══ EXTRACT TO READ
How can I import csv with duplicate data because I was set primary key while table creation?

naresh_way2naresh_way2 Registered User

I have set primary key in vertica table and I tried to copy data from csv into my table but it was not copying because the primary key field has duplicate ids how can skip that row and insert all other data into my table.I was doing like this..
testing=> create table vertical(id int primary key enabled,name varchar);
CREATE TABLE
testing=> copy vertical from '/home/naresh/Desktop/result.csv' parser fcsvparser();
ERROR 6745: Duplicate key values: 'id=3' -- violates constraint 'public.vertical.C_PRIMARY'
teststing=>

My csv is like this
1 abc
2 abcd
3 cba
4 adbc
5 bcd
6 rgukt
7 adbcc
3 erthgf

How can i insert this csv without duplicates and Is there any possible to store that duplicated data in another file?

Answers

  • Jim_KnicelyJim_Knicely Employee, Registered User, VerticaExpert

    One option is to disabled the PK. COPY the data, DELETE the duplicates, and then re-enable the PK.

    Example:

    dbadmin=> \! cat /home/dbadmin/result.csv
    1|abc
    2|abcd
    3|cba
    4|adbc
    5|bcd
    6|rgukt
    7|adbcc
    3|erthgf
    
    dbadmin=> copy vertical from '/home/dbadmin/result.csv';
    ERROR 6745:  Duplicate key values: 'id=3' -- violates constraint 'public.vertical.vertical_pk'
    
    dbadmin=> alter table vertical alter constraint vertical_pk disabled;
    ALTER TABLE
    
    dbadmin=> copy vertical from '/home/dbadmin/result.csv';
     Rows Loaded
    -------------
               8
    (1 row)
    
    dbadmin=> select * from vertical;
     id | stuff
    ----+--------
      1 | abc
      2 | abcd
      3 | cba
      3 | erthgf
      4 | adbc
      5 | bcd
      6 | rgukt
      7 | adbcc
    (8 rows)
════
(STUDY QUESTIONS):
[a] Could you return the part of the Vertica forum thread starting at "My csv is like" and ending at "in another file?", word for word?
[b] Could you retype the records, starting at their first line and ending at the line containing "rough mask: <svg", with both ends included?
The records below have no connection to the Vertica forum thread.
══ RECORDS
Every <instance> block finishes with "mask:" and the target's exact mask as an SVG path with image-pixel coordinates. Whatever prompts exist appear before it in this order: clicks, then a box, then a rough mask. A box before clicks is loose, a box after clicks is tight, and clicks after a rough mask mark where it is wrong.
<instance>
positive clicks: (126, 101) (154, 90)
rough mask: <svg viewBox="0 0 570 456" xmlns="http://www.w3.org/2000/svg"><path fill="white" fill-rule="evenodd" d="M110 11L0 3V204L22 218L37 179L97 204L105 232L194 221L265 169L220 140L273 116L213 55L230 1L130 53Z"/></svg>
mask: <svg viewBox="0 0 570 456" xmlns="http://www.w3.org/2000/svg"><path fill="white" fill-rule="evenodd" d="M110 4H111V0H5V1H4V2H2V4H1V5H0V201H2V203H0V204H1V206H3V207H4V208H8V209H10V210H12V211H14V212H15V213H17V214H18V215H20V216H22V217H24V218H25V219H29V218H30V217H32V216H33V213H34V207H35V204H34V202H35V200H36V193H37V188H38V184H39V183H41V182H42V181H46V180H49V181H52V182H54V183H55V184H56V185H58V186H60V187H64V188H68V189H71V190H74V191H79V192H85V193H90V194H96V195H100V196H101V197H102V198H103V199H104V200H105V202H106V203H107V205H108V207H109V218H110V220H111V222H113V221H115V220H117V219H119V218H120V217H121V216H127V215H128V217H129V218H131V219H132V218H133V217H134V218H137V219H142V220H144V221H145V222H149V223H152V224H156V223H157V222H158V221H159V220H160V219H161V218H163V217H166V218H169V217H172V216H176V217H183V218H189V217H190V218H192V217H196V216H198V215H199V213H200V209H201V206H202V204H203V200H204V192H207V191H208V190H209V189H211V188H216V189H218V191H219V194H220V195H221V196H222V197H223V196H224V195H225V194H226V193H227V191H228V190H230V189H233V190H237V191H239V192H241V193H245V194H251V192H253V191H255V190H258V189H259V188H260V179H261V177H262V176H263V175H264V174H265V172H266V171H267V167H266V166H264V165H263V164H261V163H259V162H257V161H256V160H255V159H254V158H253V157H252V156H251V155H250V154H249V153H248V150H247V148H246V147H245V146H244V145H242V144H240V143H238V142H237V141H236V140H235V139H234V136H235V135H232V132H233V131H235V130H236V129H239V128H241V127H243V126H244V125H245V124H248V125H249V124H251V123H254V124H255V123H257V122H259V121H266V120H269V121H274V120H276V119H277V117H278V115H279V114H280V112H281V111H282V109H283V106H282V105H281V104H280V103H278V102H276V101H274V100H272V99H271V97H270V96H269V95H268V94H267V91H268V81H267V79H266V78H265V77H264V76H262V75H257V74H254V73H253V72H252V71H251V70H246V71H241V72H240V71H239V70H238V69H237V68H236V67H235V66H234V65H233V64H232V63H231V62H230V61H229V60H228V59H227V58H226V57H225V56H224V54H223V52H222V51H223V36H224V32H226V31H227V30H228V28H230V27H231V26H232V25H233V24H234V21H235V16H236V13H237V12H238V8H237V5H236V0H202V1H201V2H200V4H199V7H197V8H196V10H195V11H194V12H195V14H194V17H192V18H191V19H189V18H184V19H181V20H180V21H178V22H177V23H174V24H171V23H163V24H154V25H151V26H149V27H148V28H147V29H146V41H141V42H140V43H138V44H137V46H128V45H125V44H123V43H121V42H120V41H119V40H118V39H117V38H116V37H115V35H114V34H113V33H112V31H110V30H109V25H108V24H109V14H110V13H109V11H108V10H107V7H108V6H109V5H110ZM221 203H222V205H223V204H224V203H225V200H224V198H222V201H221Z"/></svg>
════
(ANSWERS FOR EACH ITEM):
[a]
My csv is like this
1 abc
2 abcd
3 cba
4 adbc
5 bcd
6 rgukt
7 adbcc
3 erthgf

How can i insert this csv without duplicates and Is there any possible to store that duplicated data in another file?

[b]
Every <instance> block finishes with "mask:" and the target's exact mask as an SVG path with image-pixel coordinates. Whatever prompts exist appear before it in this order: clicks, then a box, then a rough mask. A box before clicks is loose, a box after clicks is tight, and clicks after a rough mask mark where it is wrong.
<instance>
positive clicks: (126, 101) (154, 90)
rough mask: <svg viewBox="0 0 570 456" xmlns="http://www.w3.org/2000/svg"><path fill="white" fill-rule="evenodd" d="M110 11L0 3V204L22 218L37 179L97 204L105 232L194 221L265 169L220 140L273 116L213 55L230 1L130 53Z"/></svg>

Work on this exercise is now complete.